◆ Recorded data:
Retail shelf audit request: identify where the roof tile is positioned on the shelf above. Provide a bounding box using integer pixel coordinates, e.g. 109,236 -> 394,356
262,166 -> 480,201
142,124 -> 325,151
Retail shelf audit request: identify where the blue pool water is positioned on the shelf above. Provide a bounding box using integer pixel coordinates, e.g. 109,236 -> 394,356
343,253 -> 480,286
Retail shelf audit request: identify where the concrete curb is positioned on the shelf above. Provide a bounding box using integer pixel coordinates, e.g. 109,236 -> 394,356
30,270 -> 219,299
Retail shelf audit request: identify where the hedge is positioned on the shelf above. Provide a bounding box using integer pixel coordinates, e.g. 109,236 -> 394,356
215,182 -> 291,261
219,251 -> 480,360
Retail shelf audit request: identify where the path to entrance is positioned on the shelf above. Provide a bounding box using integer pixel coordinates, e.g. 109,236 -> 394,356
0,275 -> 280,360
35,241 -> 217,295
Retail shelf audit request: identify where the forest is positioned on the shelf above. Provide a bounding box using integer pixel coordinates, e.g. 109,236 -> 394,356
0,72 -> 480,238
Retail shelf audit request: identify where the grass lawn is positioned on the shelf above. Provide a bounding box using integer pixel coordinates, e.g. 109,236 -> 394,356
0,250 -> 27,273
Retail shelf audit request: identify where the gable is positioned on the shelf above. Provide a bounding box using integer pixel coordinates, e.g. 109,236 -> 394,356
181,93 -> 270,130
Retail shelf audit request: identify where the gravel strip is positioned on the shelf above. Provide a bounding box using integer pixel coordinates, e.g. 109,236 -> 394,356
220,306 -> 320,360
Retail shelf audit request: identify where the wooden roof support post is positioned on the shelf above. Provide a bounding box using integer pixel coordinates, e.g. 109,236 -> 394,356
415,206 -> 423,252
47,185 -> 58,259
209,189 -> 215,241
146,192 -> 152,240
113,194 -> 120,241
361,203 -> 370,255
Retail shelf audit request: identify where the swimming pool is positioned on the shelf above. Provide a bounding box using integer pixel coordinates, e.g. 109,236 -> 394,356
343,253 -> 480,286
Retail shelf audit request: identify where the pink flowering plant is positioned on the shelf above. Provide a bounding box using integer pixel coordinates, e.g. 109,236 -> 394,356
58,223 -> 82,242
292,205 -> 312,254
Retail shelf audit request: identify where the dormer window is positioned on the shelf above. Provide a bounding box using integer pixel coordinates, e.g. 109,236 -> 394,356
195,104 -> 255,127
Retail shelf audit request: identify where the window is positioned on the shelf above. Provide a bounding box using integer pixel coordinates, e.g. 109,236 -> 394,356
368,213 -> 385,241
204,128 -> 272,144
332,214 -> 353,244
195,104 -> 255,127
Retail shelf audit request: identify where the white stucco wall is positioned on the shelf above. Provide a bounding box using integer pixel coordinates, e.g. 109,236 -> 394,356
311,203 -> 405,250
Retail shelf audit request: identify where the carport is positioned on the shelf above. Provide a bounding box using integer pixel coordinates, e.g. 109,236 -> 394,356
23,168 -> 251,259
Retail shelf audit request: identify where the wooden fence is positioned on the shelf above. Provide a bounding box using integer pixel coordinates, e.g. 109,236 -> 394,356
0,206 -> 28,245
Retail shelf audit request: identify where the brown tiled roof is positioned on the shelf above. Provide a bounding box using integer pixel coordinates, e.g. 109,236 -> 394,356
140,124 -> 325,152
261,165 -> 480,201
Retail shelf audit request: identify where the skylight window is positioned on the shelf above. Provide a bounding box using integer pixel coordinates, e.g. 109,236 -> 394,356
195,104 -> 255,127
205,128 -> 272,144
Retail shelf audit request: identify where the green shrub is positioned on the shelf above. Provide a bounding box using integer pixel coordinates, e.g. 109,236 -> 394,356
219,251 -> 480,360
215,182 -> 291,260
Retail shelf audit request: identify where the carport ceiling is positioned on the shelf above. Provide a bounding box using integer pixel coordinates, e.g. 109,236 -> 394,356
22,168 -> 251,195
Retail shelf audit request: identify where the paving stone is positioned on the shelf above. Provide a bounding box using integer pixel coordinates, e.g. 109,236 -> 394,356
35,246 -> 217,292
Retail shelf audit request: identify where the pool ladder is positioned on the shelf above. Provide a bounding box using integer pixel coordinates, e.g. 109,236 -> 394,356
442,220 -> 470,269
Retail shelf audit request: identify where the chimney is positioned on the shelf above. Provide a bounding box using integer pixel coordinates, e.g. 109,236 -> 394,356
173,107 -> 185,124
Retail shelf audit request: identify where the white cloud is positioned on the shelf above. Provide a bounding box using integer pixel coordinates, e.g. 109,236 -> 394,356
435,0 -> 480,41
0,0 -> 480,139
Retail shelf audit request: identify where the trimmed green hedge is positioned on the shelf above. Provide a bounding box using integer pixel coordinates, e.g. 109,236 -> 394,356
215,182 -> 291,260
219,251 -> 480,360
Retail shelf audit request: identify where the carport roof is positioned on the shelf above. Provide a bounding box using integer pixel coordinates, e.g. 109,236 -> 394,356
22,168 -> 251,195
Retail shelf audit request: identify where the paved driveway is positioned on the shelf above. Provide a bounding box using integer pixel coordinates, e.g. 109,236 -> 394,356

◆ WHAT IS ASKED:
Exactly reproduce every line of the records.

◆ OUTPUT OF THE EXERCISE:
Retail shelf audit request: identify where the roof tile is positioned on the shelf above. Provide a bounding box using integer pixel coordinates, e.g. 109,236 -> 394,356
262,166 -> 480,201
142,124 -> 325,151
Retail shelf audit request: identify where the blue pool water is positioned on the shelf above. Provide a bounding box using integer pixel coordinates, e.g. 109,236 -> 394,356
343,253 -> 480,286
Retail shelf audit request: identify where the concrete curb is positioned on the shelf above. Provide a bounding box using integer pixel coordinates, e.g. 109,236 -> 394,356
30,270 -> 219,299
Retail shelf audit request: identify where the hedge is positioned on the shelf above. Provide a bounding box using integer pixel coordinates, e.g. 109,236 -> 394,356
215,182 -> 291,261
219,251 -> 480,360
Retail shelf audit request: identify where the path to entrance is positioned on the shelf above. Provide a bounding box using integer pixel coordinates, e.g. 109,236 -> 394,356
0,275 -> 280,360
35,241 -> 217,295
Retail shelf audit request: identify where the forest is positioned on the shelf above. Provide a bounding box using integer pixel coordinates, e.g. 109,236 -> 394,356
0,72 -> 480,238
Retail shelf audit request: identify where the grass lawn is positioned on the shelf above. Provide a bounding box using integer pixel coordinates, e.g. 109,236 -> 394,356
0,250 -> 27,273
Retail shelf audit request: identify where the gable is positioned on the shelf above. Provide a bounding box using integer pixel coordinates, e.g. 109,236 -> 394,356
181,93 -> 270,130
Retail shelf audit request: identify where the gravel strip is positioned on the shelf above. Provide a bounding box using integer pixel coordinates, e.g. 109,236 -> 394,356
220,306 -> 320,360
Retail shelf audit request: identify where the wooden roof support post is positioned on the shelf above. Provide a bounding box using integer pixel coordinates, e.g. 109,236 -> 394,356
415,206 -> 423,252
47,185 -> 58,259
209,189 -> 215,241
146,192 -> 152,240
113,194 -> 120,241
361,203 -> 370,255
Retail shelf audit request: identify where the swimming pool is positioned on the shelf above. Provide a bounding box using integer pixel coordinates, e.g. 109,236 -> 394,356
343,253 -> 480,286
Retail shelf audit request: identify where the pink flowering plant is positioned on the shelf above. Provide a bounding box using integer pixel coordinates, e.g. 109,236 -> 394,356
58,223 -> 82,242
292,205 -> 312,254
Retail shelf audit request: identify where the dormer window is positioned on the shelf above. Provide a bounding box using integer pixel coordinates, e.g. 109,236 -> 394,356
195,104 -> 255,127
Retail shelf audit request: identify where the window is positioned on the shelf above. Provide a bounding box using integer pixel coordinates, e.g. 109,236 -> 394,356
368,213 -> 385,241
204,128 -> 272,144
332,214 -> 353,244
195,104 -> 255,127
Retail shelf audit request: identify where the white stucco wall is positioned on the shelf above. Provide a bounding box using integer pixel coordinates, e.g. 109,236 -> 394,356
311,203 -> 405,250
Retail shelf audit request: identify where the carport is positioned on the shelf above. Provide a bounding box using integer pixel coordinates, e.g. 109,236 -> 394,356
23,168 -> 251,259
Retail shelf audit request: identify where the wooden fence is positioned on the shelf above. Provide a bounding box using integer pixel coordinates, e.g. 109,236 -> 394,356
0,206 -> 28,245
Retail shelf audit request: identify where the brown tiled roof is positioned on the shelf above. Provide a bounding box using integer pixel coordinates, e.g. 109,236 -> 394,356
140,124 -> 325,152
261,165 -> 480,201
Retail shelf audit request: identify where the skylight window is positioned on the shelf above. Provide a bounding box using integer pixel coordinates, e.g. 109,236 -> 394,356
195,104 -> 255,127
205,128 -> 272,144
Retail shelf audit request: identify where the green shrub is positioned on the shelf above. Provide a bounding box using integer pixel coordinates, e.g. 109,236 -> 394,356
219,251 -> 480,360
215,182 -> 291,260
Retail shelf audit request: identify where the carport ceiling is positioned on the shelf above. Provide a bounding box using integer pixel coordinates, e.g. 109,236 -> 394,356
22,168 -> 251,195
Retail shelf audit request: identify where the paving stone is positioned on the shelf above. Provide a bounding box using integer pixel coordinates, e.g. 109,236 -> 394,356
35,246 -> 217,292
Retail shelf audit request: identify where the pool ladder is positioned on the shelf above. Provide a bounding box using integer pixel coordinates, e.g. 109,236 -> 394,356
442,220 -> 470,269
Retail shelf audit request: identify where the chimney is positioned on the shelf above. Provide a bounding box using integer pixel coordinates, e.g. 109,236 -> 394,356
173,107 -> 185,124
Retail shelf audit request: identify where the white cloud is positioned on the shelf above. Provide a bounding box using integer pixel coordinates, e.g. 109,236 -> 394,356
435,0 -> 480,41
0,0 -> 480,139
Retail shelf audit request: identify where the trimmed green hedge is positioned on the shelf above. Provide a bounding box using integer pixel coordinates, e.g. 109,236 -> 394,356
215,182 -> 291,260
219,251 -> 480,360
Retail shelf audit request: identify where the carport roof is positioned on the shelf above. Provide a bounding box using integer pixel coordinates, e.g. 109,236 -> 394,356
22,168 -> 251,195
Retail shelf audit request: identify where the paved driveway is positioned on the shelf above. Provide a bounding box using integer pixel coordinates, e.g. 109,236 -> 394,356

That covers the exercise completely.